# Records for this exercise
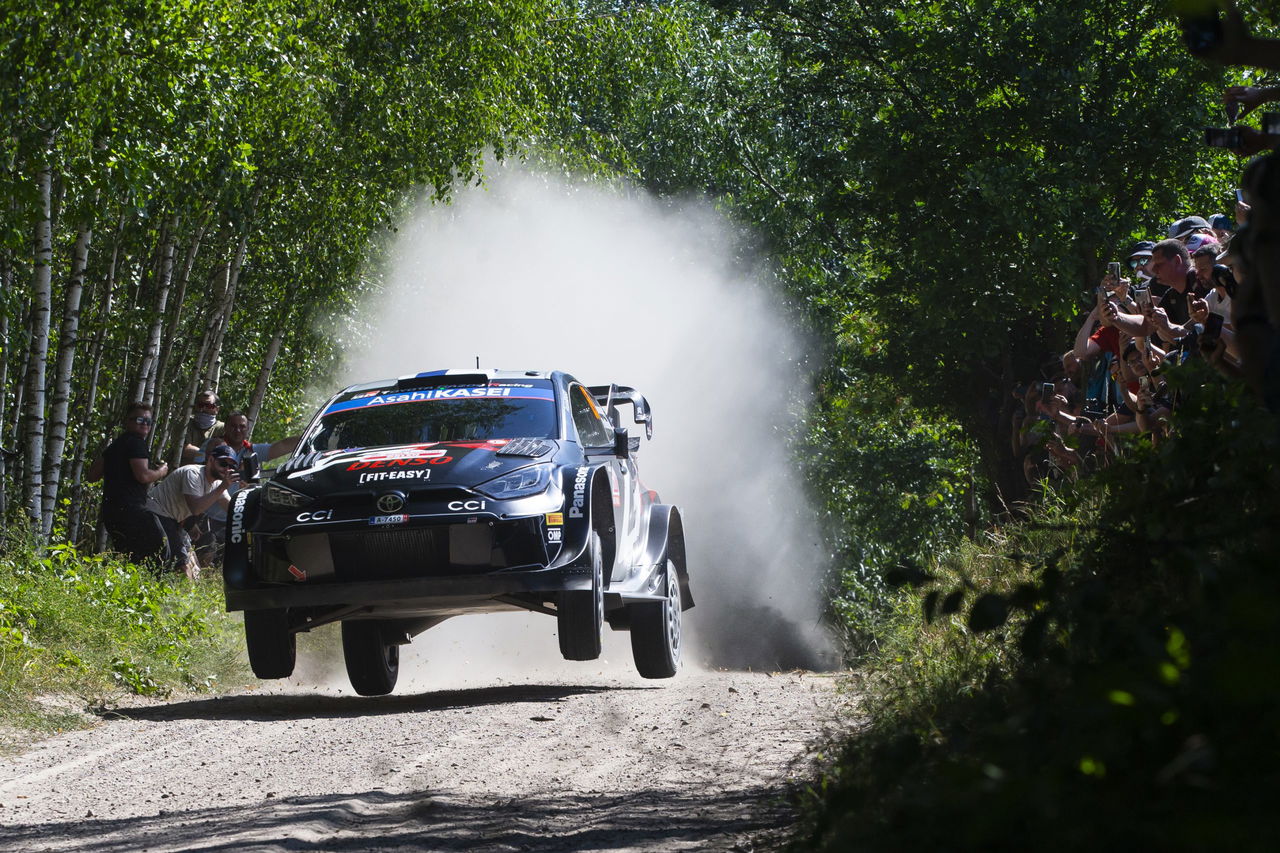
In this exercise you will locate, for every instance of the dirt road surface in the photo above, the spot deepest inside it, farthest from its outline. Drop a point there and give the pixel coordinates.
(586, 758)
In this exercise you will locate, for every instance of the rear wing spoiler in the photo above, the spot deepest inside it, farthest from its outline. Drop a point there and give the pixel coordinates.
(609, 397)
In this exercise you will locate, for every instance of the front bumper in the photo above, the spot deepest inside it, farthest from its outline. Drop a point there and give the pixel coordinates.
(437, 593)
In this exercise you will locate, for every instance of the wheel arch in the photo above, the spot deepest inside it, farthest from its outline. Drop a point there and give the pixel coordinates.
(667, 542)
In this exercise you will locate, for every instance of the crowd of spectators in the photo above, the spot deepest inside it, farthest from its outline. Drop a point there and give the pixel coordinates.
(1207, 288)
(177, 520)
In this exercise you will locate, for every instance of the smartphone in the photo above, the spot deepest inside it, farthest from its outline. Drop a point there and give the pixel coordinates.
(1212, 331)
(1224, 137)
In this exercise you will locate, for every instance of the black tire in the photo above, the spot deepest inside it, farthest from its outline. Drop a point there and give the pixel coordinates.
(373, 664)
(656, 632)
(273, 649)
(580, 612)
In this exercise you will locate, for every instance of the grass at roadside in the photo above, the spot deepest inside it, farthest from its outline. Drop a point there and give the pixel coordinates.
(1105, 675)
(96, 628)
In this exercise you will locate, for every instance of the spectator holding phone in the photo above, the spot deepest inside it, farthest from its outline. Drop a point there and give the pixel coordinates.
(191, 489)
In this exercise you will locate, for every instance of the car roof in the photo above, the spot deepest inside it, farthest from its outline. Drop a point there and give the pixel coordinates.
(452, 377)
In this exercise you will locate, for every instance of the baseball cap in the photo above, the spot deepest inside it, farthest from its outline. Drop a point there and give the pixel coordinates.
(1184, 227)
(1198, 241)
(1142, 249)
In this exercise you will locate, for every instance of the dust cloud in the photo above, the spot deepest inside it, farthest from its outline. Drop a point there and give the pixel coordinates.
(612, 284)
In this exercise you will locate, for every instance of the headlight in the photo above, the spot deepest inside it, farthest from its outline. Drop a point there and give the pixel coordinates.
(279, 498)
(522, 483)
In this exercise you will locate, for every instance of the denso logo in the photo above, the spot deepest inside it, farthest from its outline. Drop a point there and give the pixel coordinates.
(238, 516)
(575, 510)
(373, 477)
(318, 515)
(437, 457)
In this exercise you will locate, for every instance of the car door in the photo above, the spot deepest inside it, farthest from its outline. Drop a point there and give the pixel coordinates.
(597, 438)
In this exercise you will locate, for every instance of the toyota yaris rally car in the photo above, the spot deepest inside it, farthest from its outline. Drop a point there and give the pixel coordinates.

# The task
Rescale the records from the line containing "of the rear" up to and including the line containing "(1142, 249)" by writing out every one of those lines again, with the wording lines left unchanged. Multiply each point coordinate by 1.75 and round to whole numbers, with halves rounded up.

# Response to this task
In this exercise you will locate, for every instance of the rear wing spoiler in the photo above, the spot deepest inside it, farthest from its outline. Drop a point there and give the pixel coordinates.
(1066, 695)
In this exercise you will locate, for every instance of the front bumper in the photo above, the spot deepest inside it, farthest from its outline. Drop a point there and give the pixel coordinates.
(765, 1038)
In this exercise you will locate, for every instance of the wheel arch in the photo above, the spot deepest inside it, farthest from its outline. Drop a point there and give the pixel coordinates.
(1167, 949)
In this exercise you will locate, for every instance of the crowd of spectators in the photo above, the spot deepest inside it, farthest from its outline. Drop a point there and give the pixel coordinates.
(2112, 504)
(310, 910)
In this exercise you will locate, for every instance of the smartphone in the photo above, the spot deepest inside it, farthest from its outline. Drop a point there and give the pixel coordinates.
(2121, 579)
(2142, 240)
In this exercise you will locate, for every instance of the black tire in the photo above, the spot deepest inside it, farthest from its outline. Drop a point there and give the pixel coordinates.
(653, 1162)
(1148, 1106)
(478, 1136)
(1015, 1071)
In this exercise you will locate, for every instance of the grass at roadside in the photo above, the spot deepest inside it, farthest from its outline. Drop a point there and give the pixel coordinates.
(1934, 1181)
(168, 1099)
In this exercise you will locate, for every instance of the spectator holding phone in the photo above, the spot deepest inside it, farthest from its outline. Drop a point there and give the pixel coordinates.
(334, 856)
In this exercise you will locate, for every instance of the car roof in the photo above, the spot deepest inside it, farthest from its outline. Drop a point there and give the pixel coordinates.
(791, 660)
In this exercise you will locate, for every instance of the baseball cap in the photo above, the spot deepest inside it, farthest from its outline. Drop a point there and give the pixel coordinates.
(2072, 397)
(2097, 422)
(1999, 436)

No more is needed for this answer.